*** Begin section ***
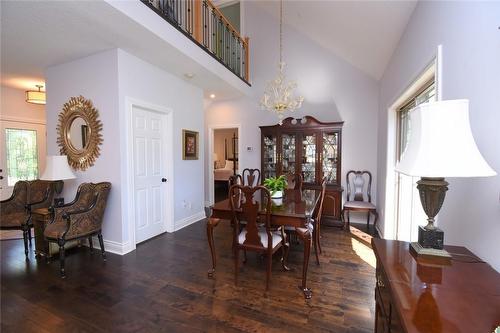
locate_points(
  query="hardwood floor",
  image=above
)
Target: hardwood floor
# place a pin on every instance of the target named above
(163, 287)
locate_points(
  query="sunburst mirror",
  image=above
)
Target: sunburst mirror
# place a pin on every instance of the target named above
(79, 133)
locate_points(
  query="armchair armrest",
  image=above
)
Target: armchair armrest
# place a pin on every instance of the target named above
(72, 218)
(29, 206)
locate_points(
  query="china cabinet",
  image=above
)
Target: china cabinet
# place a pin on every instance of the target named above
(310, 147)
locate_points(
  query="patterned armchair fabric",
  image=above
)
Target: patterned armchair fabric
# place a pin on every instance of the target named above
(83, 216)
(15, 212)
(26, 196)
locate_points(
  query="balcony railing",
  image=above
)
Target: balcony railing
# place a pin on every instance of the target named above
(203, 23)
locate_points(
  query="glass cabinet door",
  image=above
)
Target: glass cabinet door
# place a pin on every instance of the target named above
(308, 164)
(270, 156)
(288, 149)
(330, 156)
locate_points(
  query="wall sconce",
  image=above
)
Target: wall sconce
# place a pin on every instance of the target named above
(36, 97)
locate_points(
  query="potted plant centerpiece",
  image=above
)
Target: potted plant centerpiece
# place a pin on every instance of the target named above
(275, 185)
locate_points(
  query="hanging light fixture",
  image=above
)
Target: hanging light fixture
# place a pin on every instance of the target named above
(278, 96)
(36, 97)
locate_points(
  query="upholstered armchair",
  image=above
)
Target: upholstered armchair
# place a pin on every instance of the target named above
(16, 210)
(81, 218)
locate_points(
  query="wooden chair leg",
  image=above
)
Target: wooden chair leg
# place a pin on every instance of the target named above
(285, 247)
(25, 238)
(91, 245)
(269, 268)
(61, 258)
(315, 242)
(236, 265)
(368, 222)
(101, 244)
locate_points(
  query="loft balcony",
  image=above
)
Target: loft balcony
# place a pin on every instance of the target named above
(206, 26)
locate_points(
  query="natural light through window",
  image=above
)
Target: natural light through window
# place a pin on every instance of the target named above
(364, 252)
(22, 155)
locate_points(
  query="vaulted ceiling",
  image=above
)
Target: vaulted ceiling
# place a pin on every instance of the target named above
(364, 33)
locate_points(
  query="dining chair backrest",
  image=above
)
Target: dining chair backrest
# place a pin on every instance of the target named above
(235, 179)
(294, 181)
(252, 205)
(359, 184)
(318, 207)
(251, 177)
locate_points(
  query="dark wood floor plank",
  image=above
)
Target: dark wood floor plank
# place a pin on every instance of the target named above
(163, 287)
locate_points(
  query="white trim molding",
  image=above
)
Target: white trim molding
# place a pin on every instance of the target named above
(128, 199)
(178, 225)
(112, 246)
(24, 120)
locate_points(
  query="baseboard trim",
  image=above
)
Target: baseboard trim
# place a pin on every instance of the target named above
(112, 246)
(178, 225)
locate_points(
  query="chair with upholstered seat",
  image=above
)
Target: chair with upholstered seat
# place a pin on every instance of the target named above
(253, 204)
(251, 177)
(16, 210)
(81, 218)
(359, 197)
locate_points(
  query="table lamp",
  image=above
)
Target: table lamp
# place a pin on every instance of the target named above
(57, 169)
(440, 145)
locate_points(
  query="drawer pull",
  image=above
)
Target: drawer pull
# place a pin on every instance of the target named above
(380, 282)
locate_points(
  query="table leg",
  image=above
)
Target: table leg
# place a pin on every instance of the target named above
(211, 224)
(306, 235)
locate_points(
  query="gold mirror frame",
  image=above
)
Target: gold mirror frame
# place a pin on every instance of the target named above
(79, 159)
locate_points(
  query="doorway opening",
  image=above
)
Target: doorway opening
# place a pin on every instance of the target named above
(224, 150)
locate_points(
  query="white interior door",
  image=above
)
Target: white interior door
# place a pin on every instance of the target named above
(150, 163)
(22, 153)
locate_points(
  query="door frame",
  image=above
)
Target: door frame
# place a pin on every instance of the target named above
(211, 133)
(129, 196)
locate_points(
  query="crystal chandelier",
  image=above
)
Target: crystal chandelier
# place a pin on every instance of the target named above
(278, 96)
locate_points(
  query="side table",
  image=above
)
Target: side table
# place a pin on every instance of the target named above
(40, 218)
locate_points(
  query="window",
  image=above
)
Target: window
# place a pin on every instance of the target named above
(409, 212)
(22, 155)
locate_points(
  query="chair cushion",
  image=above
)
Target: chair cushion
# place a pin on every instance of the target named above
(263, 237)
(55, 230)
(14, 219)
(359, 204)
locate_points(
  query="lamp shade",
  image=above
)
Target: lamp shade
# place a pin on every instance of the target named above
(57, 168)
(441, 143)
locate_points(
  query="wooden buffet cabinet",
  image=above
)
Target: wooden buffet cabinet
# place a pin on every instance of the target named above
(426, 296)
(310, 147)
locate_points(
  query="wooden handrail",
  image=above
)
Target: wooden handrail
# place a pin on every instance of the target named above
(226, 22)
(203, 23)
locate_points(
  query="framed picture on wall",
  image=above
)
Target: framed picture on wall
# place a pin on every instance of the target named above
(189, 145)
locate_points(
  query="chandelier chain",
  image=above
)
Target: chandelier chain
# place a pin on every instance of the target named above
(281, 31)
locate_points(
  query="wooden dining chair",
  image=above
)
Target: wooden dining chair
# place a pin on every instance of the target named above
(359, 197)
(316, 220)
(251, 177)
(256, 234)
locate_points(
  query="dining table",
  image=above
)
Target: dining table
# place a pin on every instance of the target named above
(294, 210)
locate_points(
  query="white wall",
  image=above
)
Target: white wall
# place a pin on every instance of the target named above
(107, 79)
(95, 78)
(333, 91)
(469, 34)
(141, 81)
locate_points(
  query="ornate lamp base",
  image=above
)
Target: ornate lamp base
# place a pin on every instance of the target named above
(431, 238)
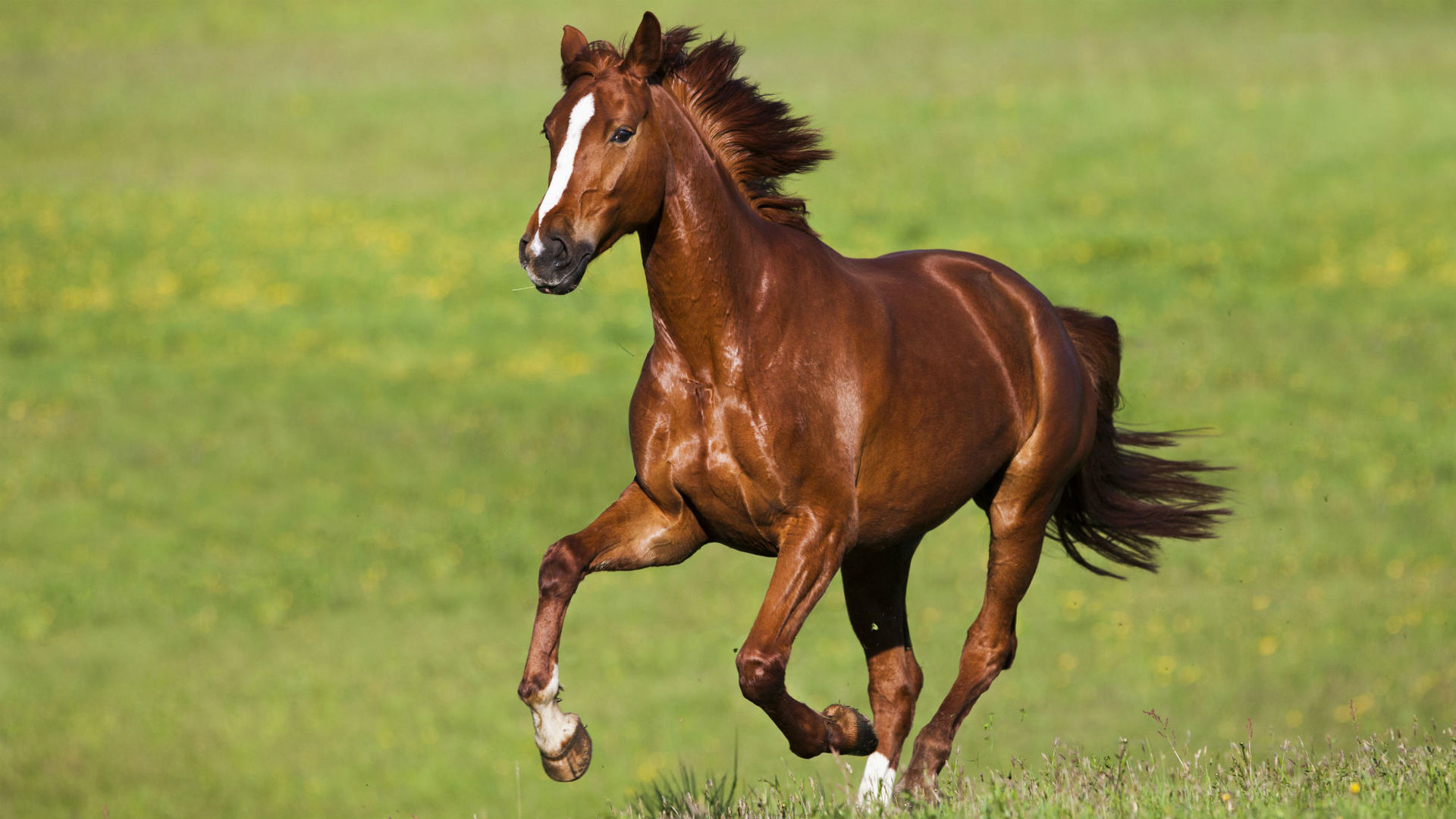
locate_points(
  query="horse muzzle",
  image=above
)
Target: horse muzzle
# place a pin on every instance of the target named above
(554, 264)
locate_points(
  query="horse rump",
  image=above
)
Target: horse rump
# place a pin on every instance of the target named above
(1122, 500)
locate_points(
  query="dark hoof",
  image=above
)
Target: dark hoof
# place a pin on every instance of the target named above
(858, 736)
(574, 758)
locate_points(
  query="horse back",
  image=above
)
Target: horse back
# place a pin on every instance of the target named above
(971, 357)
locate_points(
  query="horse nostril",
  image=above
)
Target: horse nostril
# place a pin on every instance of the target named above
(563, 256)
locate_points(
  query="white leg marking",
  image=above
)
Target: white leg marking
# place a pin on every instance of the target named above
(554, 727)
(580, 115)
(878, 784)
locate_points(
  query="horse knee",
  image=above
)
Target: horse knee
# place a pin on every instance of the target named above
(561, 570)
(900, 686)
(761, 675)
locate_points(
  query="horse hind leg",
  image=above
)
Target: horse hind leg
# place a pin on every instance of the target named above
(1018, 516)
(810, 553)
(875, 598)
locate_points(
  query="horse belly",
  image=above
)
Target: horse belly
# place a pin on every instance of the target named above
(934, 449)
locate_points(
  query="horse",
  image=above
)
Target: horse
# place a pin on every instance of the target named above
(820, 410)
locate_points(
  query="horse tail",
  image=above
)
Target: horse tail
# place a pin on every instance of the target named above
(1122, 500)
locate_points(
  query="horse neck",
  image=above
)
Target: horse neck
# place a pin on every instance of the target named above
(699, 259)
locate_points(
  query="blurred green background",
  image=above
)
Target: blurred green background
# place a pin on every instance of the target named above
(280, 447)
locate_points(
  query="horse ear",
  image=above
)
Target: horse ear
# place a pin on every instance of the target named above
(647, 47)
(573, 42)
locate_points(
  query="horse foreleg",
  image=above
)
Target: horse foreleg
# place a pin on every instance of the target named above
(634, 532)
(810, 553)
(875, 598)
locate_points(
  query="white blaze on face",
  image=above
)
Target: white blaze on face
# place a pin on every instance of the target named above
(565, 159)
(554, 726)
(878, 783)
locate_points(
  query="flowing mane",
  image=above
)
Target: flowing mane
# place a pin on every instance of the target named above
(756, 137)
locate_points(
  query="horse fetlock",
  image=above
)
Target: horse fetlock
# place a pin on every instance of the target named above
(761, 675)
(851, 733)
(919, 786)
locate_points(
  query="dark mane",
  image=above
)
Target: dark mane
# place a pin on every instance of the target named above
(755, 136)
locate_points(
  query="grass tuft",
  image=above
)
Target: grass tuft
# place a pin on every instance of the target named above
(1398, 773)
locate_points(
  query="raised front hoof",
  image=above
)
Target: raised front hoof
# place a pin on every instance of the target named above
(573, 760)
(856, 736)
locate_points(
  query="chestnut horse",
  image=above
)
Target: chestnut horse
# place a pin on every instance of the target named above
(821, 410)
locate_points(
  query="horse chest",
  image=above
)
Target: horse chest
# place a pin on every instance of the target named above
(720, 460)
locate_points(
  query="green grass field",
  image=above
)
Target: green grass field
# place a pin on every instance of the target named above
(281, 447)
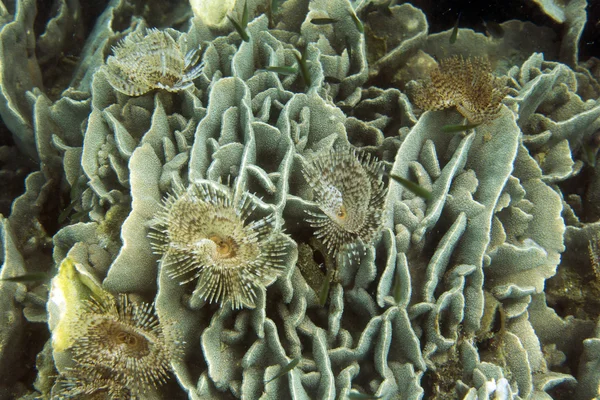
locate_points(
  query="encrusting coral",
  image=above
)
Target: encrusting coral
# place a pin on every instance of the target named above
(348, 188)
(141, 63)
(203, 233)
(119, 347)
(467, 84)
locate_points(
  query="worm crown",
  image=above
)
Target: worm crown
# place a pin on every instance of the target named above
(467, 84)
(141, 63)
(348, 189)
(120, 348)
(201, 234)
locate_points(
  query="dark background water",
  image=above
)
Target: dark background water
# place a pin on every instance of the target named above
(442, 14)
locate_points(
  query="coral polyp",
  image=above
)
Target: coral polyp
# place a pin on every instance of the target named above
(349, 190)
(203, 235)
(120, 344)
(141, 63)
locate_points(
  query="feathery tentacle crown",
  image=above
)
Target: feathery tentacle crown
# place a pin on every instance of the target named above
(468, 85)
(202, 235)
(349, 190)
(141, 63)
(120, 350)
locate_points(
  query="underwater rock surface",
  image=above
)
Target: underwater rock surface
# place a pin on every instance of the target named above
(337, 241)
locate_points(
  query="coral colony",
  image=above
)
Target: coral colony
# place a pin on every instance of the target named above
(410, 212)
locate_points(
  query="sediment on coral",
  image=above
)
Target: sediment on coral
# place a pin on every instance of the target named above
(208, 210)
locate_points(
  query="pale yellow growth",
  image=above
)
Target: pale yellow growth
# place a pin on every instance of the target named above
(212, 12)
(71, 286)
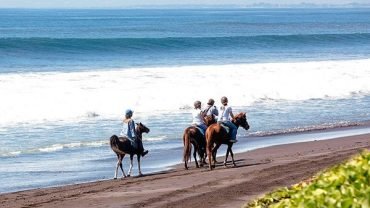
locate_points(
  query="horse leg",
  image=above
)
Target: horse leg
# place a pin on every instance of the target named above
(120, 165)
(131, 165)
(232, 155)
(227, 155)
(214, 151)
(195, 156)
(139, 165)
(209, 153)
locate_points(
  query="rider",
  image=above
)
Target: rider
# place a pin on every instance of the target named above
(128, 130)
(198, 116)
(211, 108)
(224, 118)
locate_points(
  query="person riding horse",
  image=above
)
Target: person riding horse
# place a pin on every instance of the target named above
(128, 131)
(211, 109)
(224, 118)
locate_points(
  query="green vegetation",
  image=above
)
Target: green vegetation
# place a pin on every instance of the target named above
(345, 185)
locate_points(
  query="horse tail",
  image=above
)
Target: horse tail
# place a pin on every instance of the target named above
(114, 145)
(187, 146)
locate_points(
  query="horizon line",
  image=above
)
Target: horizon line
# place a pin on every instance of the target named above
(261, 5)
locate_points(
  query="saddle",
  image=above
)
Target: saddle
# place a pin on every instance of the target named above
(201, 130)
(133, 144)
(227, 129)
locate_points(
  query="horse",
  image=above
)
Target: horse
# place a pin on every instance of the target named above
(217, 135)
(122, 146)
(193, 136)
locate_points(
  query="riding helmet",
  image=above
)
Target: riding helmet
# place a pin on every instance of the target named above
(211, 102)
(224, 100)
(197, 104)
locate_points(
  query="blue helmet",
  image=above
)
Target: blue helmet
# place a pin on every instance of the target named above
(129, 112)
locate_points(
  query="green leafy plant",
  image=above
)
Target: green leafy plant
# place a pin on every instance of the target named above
*** End section ***
WHAT IS NEEDED »
Which lines of the data contain "front"? Copy them all.

RESPONSE FOR THIS EXERCISE »
  query="raised front hoof",
Target: raised front hoof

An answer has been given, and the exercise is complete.